### TASK MATERIAL
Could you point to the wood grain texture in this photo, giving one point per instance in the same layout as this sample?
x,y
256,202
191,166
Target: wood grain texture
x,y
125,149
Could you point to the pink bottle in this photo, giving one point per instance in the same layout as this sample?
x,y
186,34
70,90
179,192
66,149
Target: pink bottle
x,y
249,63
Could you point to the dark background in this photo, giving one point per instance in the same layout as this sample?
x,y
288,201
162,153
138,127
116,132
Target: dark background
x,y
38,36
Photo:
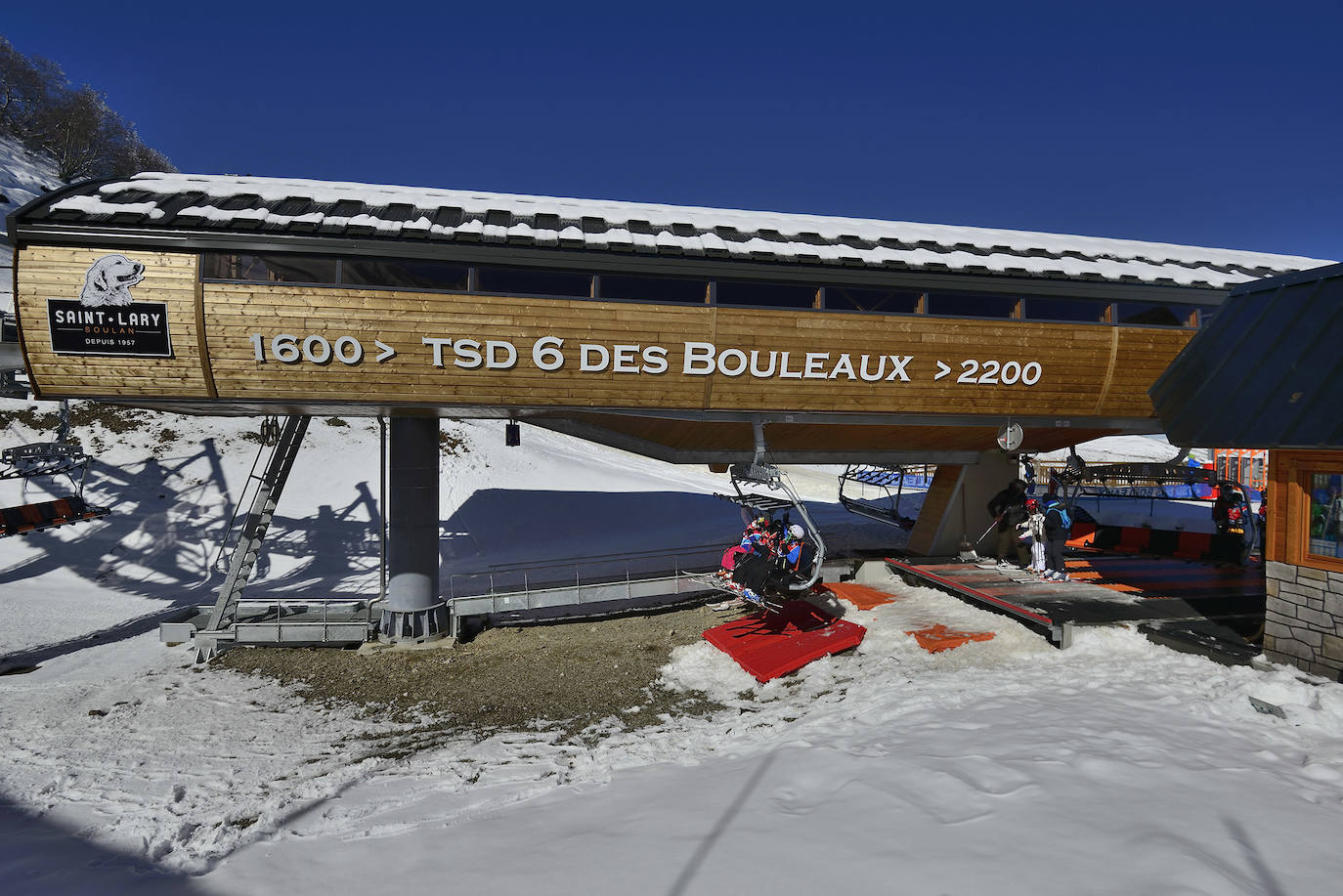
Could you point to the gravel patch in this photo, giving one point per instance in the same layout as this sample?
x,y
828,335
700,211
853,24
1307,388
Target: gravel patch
x,y
563,676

### EXERCISE OBJECTIVE
Rewrite the whole listing above, replacing every "sample" with "example" and changing nothing else. Leave the pictures out.

### RESULT
Could you point to the wood grain texture in this photo, giving one point per instance in the same layout as this example?
x,y
256,202
191,166
Target: wood grain texture
x,y
125,149
Could you point to the pink bottle in this photo, giving one point per instance in the same layout as this example?
x,y
186,34
70,90
179,192
66,149
Target: pink bottle
x,y
249,63
Could you point to the dark background in this photo, giving one point per instance in the same layout as this example?
x,y
288,201
162,153
138,127
116,132
Target: dark background
x,y
38,36
Photo:
Could you point to the gravel patch in this photo, giving one point per instance in the same layout as this example?
x,y
828,335
700,211
853,24
1307,388
Target: gravel patch
x,y
563,676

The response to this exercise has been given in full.